- _Input rows_
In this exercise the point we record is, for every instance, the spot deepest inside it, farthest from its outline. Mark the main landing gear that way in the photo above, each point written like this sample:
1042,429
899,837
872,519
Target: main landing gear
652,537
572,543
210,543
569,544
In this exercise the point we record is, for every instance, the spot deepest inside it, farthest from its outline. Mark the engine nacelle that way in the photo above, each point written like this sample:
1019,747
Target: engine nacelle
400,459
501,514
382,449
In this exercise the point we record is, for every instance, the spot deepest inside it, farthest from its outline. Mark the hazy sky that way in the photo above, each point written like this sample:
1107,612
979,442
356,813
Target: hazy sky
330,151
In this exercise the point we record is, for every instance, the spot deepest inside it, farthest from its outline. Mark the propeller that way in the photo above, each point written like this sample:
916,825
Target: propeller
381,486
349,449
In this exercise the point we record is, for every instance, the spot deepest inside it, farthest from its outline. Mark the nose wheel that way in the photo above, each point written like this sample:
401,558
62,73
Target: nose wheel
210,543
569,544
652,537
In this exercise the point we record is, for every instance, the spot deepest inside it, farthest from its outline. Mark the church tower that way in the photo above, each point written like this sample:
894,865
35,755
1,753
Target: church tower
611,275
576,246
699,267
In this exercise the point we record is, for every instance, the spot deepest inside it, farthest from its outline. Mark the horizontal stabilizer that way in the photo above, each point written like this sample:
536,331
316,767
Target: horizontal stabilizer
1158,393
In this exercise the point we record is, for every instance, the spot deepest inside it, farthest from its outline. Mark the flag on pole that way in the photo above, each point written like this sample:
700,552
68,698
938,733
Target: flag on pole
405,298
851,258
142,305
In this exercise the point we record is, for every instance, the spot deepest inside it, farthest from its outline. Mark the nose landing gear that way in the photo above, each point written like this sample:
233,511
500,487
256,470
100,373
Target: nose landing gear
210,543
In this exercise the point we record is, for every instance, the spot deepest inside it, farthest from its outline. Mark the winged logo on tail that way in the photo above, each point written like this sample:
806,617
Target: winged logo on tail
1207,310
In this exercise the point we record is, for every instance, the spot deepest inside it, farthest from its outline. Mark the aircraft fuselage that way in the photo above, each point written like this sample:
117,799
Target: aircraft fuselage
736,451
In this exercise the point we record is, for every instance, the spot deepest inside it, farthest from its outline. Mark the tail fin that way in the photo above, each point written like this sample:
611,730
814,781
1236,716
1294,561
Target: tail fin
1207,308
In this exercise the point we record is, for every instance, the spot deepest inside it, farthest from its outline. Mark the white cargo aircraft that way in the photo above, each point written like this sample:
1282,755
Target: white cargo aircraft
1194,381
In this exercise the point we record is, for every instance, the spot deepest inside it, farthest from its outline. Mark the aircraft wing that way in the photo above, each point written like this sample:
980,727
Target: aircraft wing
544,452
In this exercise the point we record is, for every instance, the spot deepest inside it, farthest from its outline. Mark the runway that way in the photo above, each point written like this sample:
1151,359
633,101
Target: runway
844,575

--

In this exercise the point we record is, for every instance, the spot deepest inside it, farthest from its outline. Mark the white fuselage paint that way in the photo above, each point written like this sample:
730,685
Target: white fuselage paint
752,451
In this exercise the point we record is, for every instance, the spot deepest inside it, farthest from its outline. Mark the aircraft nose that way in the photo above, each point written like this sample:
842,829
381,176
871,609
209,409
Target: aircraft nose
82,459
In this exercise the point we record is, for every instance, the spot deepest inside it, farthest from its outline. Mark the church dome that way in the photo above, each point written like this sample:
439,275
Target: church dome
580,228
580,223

---

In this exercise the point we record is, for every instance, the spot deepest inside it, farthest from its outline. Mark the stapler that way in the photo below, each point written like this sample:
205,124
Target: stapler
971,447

- _Exercise goal_
Find each line above that contains the word "engine" and copy every such line in full.

- _The result_
In this exercise the point we record is, for every instance, the spot deepest inside it, farthest from its outline. Mark the engine nacelle that way in the photo above, each point written like this sample:
Target: engine nacelle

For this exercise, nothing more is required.